── Supplied information
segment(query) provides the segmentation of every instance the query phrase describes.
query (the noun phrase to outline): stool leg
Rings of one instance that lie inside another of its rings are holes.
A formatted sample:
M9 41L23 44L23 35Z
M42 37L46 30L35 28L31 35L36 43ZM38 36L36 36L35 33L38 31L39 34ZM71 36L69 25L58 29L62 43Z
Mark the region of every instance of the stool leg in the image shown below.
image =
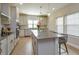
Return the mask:
M61 44L59 43L59 55L61 55Z
M67 54L69 54L69 53L68 53L68 49L67 49L67 45L66 45L66 43L64 43L64 46L65 46L65 48L66 48L66 52L67 52Z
────
What you have to do: Copy every line of the records above word for word, but leave the pictures out.

Full solution:
segment(query) provides the segmentation of every instance the query phrase describes.
query (the noun phrase to outline): stool leg
Rings of one instance that lie inside another of its rings are holes.
A formatted sample:
M9 41L23 44L23 35Z
M42 37L46 30L35 28L31 35L36 43ZM38 36L36 36L35 33L38 31L39 34ZM71 36L69 25L58 29L62 43Z
Mark the region of every instance of the stool leg in the image shown below.
image =
Return the mask:
M61 44L59 43L59 55L61 55Z
M67 54L69 54L69 53L68 53L68 49L67 49L67 45L66 45L66 43L64 43L64 46L65 46L65 48L66 48L66 52L67 52Z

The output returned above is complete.